[Data items]
......
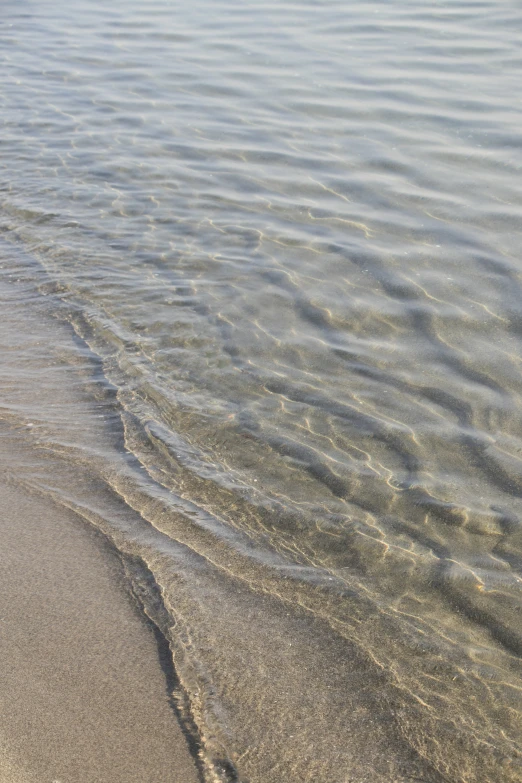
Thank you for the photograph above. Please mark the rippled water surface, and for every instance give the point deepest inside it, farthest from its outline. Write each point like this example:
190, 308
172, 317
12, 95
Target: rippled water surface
262, 325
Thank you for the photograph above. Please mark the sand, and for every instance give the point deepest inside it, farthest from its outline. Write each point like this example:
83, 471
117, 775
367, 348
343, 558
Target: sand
83, 698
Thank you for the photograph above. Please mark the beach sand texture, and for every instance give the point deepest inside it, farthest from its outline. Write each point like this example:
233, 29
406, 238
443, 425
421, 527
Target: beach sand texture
83, 696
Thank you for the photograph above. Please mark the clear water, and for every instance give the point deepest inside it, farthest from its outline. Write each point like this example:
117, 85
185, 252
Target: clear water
283, 244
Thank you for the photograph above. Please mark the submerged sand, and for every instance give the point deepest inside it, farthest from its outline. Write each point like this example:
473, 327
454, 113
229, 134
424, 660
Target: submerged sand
83, 696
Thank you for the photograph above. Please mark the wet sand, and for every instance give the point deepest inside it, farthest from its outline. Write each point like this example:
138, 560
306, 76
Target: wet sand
83, 696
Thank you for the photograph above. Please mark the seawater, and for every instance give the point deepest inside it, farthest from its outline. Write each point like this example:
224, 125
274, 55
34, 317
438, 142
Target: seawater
262, 325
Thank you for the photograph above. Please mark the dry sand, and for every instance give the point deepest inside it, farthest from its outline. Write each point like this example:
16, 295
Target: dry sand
83, 698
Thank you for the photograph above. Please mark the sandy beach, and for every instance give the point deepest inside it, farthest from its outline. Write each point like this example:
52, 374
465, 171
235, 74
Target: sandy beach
83, 695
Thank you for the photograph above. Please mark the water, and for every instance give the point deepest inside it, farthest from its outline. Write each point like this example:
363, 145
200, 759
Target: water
282, 241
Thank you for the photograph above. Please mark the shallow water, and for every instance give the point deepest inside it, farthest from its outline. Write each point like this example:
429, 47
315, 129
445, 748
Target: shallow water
283, 244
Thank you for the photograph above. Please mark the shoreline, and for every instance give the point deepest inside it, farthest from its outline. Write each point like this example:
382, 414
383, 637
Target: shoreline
84, 697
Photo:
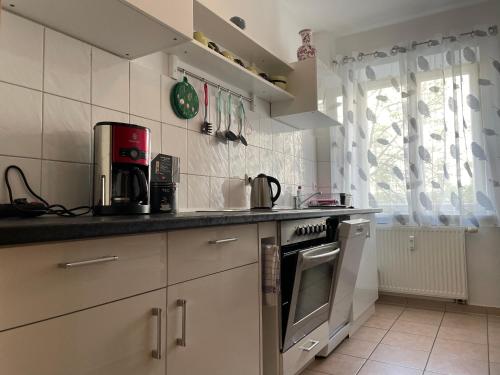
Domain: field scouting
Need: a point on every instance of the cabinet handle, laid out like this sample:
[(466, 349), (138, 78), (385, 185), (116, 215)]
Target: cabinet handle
[(88, 262), (156, 354), (312, 345), (224, 240), (182, 303)]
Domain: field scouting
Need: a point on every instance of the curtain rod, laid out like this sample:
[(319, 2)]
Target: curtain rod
[(492, 30), (213, 84)]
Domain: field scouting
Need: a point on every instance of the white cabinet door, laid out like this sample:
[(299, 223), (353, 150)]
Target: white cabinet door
[(113, 339), (219, 324), (366, 292)]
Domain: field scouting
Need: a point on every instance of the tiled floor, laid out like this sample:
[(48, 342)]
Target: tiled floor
[(416, 339)]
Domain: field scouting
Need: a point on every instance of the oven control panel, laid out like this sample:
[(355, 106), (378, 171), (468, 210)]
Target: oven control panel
[(293, 231)]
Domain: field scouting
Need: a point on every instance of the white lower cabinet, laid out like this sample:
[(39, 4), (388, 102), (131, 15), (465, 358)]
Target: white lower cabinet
[(366, 291), (112, 339), (213, 324)]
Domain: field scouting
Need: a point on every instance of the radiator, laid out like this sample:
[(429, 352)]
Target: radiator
[(433, 265)]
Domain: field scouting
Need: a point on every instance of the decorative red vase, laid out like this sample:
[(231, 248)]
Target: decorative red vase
[(306, 50)]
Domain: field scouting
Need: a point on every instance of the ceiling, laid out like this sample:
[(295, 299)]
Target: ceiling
[(344, 17)]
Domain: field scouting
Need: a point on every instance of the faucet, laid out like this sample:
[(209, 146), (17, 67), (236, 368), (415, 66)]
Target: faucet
[(297, 203)]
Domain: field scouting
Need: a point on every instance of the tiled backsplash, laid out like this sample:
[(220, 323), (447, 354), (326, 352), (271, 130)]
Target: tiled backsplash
[(54, 88)]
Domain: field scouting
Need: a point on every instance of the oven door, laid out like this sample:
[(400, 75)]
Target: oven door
[(310, 303)]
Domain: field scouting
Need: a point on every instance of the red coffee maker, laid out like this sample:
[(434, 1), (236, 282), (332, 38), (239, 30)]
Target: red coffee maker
[(122, 160)]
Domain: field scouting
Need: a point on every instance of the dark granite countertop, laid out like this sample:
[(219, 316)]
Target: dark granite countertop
[(41, 229)]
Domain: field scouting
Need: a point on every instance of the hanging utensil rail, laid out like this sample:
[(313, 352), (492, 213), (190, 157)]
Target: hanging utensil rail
[(213, 84)]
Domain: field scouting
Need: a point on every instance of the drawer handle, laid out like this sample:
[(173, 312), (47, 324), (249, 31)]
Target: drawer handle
[(157, 352), (224, 240), (312, 345), (88, 262), (182, 303)]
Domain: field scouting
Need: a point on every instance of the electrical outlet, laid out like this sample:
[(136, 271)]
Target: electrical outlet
[(411, 243)]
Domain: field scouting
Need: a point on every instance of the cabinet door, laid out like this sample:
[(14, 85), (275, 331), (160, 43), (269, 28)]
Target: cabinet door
[(176, 14), (220, 324), (113, 339), (366, 292)]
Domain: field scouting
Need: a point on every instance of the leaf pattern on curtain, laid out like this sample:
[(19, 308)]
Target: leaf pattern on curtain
[(421, 134)]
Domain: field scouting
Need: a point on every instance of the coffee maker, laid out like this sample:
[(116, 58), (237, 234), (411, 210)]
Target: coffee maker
[(122, 161)]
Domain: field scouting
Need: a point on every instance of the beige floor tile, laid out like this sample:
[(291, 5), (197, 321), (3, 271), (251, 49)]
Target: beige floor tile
[(408, 341), (455, 307), (423, 303), (494, 334), (460, 349), (474, 335), (337, 364), (415, 328), (494, 368), (422, 316), (494, 353), (369, 334), (378, 368), (464, 320), (356, 348), (388, 311), (391, 300), (442, 363), (401, 357), (379, 322)]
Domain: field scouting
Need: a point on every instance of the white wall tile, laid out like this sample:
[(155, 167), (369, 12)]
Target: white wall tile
[(278, 137), (279, 166), (266, 162), (145, 86), (103, 114), (289, 143), (239, 194), (252, 161), (198, 153), (266, 133), (198, 192), (67, 66), (20, 121), (219, 157), (290, 170), (174, 142), (167, 114), (68, 184), (66, 130), (21, 51), (219, 192), (32, 171), (324, 174), (155, 128), (237, 160), (110, 81)]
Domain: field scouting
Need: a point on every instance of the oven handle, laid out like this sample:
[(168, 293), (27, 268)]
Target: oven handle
[(330, 254)]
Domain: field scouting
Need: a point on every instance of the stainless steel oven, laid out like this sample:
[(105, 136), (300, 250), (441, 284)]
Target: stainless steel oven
[(309, 266)]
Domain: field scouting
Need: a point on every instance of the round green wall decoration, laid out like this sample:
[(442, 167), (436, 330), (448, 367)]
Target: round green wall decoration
[(184, 100)]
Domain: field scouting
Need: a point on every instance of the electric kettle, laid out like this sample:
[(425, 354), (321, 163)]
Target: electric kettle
[(261, 196)]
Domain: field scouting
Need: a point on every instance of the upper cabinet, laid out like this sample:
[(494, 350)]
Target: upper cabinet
[(318, 97), (128, 28)]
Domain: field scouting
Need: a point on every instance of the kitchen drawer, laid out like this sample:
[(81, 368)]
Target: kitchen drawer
[(194, 253), (33, 286), (117, 338), (299, 355)]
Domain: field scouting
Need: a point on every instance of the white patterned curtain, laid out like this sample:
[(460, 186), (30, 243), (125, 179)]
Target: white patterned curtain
[(421, 132)]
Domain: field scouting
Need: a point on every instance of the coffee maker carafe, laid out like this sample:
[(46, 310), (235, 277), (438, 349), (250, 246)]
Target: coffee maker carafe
[(121, 169)]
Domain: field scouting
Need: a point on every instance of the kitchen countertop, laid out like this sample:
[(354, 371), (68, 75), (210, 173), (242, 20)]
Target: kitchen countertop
[(50, 228)]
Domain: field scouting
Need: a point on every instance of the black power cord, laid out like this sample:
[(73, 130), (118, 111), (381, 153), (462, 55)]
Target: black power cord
[(51, 209)]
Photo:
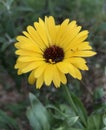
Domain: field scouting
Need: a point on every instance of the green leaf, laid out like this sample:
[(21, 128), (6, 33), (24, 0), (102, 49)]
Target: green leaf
[(94, 122), (72, 120), (82, 113), (7, 122), (38, 115), (104, 120)]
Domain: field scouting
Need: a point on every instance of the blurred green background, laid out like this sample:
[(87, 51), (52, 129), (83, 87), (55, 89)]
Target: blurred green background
[(15, 16)]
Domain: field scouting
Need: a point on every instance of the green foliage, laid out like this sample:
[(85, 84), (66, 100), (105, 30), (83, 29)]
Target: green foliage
[(15, 16), (6, 122), (38, 115)]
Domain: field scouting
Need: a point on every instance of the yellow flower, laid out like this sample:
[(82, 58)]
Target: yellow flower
[(50, 51)]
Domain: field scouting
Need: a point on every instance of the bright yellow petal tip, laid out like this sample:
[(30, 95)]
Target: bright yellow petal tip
[(50, 51)]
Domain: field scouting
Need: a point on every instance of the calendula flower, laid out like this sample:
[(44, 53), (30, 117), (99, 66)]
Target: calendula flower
[(50, 51)]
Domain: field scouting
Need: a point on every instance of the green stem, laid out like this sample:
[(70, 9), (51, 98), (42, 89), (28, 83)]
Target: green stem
[(70, 99), (72, 104)]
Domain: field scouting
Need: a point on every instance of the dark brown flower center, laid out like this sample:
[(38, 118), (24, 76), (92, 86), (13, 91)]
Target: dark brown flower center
[(53, 54)]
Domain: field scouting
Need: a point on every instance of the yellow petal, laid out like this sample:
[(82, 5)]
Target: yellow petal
[(39, 82), (22, 52), (56, 77), (31, 78), (40, 70), (29, 58), (74, 72), (84, 46), (62, 66), (51, 29), (31, 66), (41, 30), (78, 39), (79, 63), (63, 77), (48, 74), (61, 31), (34, 35), (84, 53), (27, 44)]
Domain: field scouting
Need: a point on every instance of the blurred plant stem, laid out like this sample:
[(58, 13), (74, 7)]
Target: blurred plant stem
[(74, 105)]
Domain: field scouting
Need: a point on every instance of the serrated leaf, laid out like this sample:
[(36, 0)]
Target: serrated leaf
[(37, 114)]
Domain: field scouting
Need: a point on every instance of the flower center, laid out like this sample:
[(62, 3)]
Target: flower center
[(53, 54)]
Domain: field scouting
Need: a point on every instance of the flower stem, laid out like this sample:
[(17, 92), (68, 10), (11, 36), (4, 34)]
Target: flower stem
[(70, 99), (74, 107)]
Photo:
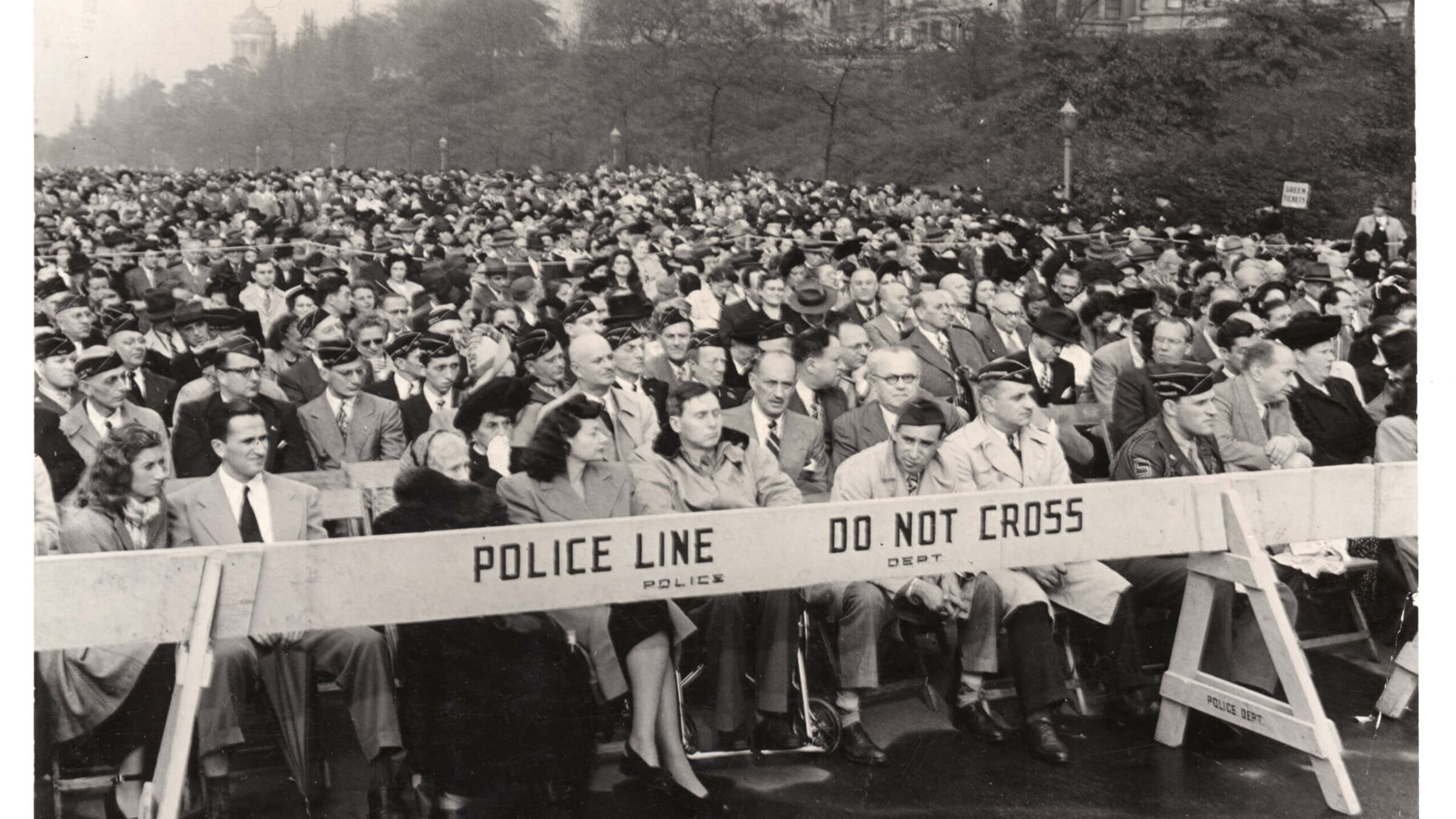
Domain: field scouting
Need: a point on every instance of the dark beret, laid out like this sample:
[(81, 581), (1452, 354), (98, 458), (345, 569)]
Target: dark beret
[(1178, 379)]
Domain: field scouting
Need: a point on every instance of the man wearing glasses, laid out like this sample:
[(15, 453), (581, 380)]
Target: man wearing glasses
[(894, 381), (238, 366)]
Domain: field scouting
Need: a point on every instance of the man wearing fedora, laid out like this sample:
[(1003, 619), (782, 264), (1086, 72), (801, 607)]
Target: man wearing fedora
[(1056, 379), (1378, 231), (1326, 408), (945, 350)]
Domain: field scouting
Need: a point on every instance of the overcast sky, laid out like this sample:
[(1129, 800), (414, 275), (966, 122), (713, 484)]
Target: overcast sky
[(82, 42)]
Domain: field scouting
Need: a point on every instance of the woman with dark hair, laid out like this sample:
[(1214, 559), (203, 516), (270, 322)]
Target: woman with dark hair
[(115, 697), (568, 479)]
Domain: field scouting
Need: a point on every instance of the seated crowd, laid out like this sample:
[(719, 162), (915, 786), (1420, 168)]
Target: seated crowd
[(545, 349)]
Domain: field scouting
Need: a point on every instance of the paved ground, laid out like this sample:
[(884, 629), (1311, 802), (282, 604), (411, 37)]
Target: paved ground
[(941, 773)]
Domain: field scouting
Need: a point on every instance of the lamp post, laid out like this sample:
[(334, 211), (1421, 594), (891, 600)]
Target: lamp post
[(1068, 121)]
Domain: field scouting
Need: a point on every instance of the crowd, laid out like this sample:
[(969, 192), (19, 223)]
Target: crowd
[(547, 347)]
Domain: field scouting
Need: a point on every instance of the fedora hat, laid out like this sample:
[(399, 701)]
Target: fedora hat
[(810, 299), (1057, 323)]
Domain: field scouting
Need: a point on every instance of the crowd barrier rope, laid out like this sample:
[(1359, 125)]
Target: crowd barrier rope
[(1224, 522)]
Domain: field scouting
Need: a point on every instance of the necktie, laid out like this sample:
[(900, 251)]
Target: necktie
[(248, 522), (135, 389)]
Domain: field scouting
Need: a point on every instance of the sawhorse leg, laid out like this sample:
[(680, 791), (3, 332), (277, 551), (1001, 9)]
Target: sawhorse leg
[(162, 798), (1302, 722)]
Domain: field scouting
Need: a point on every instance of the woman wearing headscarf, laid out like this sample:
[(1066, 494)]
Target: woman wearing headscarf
[(115, 697), (568, 477)]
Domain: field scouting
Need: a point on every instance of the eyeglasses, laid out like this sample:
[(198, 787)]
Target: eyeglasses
[(905, 379), (245, 372)]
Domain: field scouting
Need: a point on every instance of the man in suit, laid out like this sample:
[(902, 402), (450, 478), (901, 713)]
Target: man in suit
[(1114, 357), (906, 465), (894, 379), (791, 437), (191, 271), (440, 369), (1134, 400), (242, 503), (864, 291), (943, 349), (101, 375), (1006, 331), (55, 374), (146, 276), (303, 381), (238, 375), (1003, 450), (631, 417), (144, 388), (673, 366), (346, 425), (894, 320), (1256, 428), (816, 393)]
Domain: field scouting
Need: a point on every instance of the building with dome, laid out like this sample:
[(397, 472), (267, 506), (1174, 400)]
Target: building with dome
[(254, 35)]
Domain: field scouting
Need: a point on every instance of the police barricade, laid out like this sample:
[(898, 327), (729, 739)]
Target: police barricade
[(198, 595)]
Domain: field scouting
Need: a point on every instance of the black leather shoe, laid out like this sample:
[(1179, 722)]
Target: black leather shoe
[(860, 748), (1046, 745), (977, 722), (1134, 706), (777, 732), (383, 803), (219, 796)]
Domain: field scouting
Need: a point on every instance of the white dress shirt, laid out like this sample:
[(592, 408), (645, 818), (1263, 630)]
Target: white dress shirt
[(257, 499), (99, 422)]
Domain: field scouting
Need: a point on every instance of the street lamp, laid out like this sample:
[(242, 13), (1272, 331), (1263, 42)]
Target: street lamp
[(1068, 121)]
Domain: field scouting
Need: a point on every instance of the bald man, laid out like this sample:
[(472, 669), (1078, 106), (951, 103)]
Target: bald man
[(1006, 332), (894, 321), (631, 417)]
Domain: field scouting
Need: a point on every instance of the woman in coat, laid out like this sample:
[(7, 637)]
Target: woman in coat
[(568, 479), (115, 697)]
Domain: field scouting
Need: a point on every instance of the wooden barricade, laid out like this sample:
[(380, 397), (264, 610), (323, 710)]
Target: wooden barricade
[(1221, 521)]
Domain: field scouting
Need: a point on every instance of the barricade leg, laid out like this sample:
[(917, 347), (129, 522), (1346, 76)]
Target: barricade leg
[(162, 798), (1302, 722)]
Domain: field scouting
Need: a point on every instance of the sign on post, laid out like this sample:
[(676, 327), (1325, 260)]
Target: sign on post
[(1296, 194)]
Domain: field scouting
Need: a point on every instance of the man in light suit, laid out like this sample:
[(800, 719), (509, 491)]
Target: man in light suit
[(1008, 328), (894, 379), (1003, 450), (906, 465), (241, 503), (1256, 428), (104, 407), (894, 320), (631, 416), (303, 381), (943, 349), (791, 437), (346, 425)]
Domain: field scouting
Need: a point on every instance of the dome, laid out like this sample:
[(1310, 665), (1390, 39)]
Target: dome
[(252, 22)]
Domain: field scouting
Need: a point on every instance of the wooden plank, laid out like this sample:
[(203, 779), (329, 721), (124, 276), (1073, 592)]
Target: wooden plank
[(465, 573)]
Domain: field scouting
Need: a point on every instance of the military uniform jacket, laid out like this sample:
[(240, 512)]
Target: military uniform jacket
[(1152, 452)]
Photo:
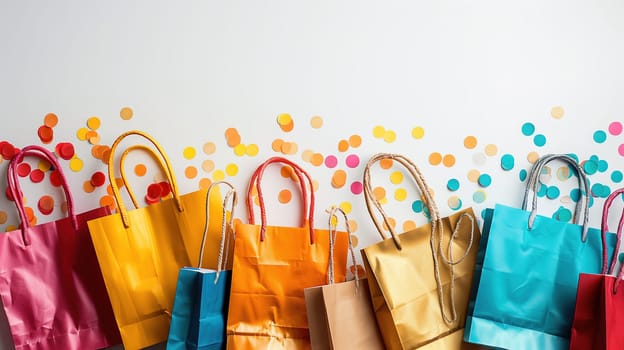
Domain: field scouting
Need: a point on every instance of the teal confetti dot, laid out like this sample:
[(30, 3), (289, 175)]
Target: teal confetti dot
[(539, 140), (507, 162), (479, 196), (484, 180), (417, 206), (590, 166), (552, 192), (528, 129), (452, 185), (600, 136)]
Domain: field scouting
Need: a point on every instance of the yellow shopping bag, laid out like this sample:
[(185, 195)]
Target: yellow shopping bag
[(140, 252)]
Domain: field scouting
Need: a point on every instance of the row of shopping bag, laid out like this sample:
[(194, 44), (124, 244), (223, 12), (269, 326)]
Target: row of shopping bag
[(179, 271)]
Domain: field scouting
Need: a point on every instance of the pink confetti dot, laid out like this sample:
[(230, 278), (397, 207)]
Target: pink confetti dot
[(353, 160), (331, 161), (356, 187)]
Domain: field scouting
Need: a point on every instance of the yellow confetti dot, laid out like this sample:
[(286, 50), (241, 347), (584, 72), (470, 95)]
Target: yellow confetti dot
[(76, 164), (316, 122), (470, 142), (390, 136), (93, 123), (418, 133), (400, 194), (346, 206), (209, 148), (252, 150), (396, 177), (218, 175), (491, 150), (231, 169), (81, 134), (557, 112), (473, 175), (379, 132), (126, 113), (207, 165), (189, 153), (240, 150)]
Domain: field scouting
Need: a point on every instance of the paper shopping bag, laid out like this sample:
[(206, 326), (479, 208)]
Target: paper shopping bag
[(419, 285), (202, 295), (140, 252), (272, 266), (51, 286), (340, 315), (598, 315), (527, 277)]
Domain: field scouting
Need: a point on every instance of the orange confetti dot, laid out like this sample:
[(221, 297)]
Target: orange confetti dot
[(50, 120), (190, 172), (435, 158), (355, 141), (339, 178), (448, 160), (284, 196), (470, 142)]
......
- _Description of the task_
From the records above, copy out the line with "[(442, 167), (436, 330), (448, 367)]", the line with "Need: a point on every instance of the white patterned", and every line between them, word for word.

- _Output of the exercise_
[(442, 167), (436, 330), (448, 367)]
Target: round green wall decoration
[(184, 100)]
Domain: field scouting
Need: a point on every instance of the electric kettle, laid out like this sample:
[(425, 354), (321, 163)]
Target: electric kettle
[(261, 196)]
Domain: field scouting
Need: a point on every instance of the upper cabinet, laid out like this sample:
[(494, 350)]
Target: upper cabinet
[(318, 97), (128, 28)]
Domain: field scouting
Need: a point on every instance of the kitchen drawer, laid out like this sample:
[(81, 368)]
Target: kitchen drawer
[(194, 253), (33, 286), (117, 338), (299, 355)]
Domain: field scouting
Need: a point on every instance of the white patterned curtain, laid out like this sample:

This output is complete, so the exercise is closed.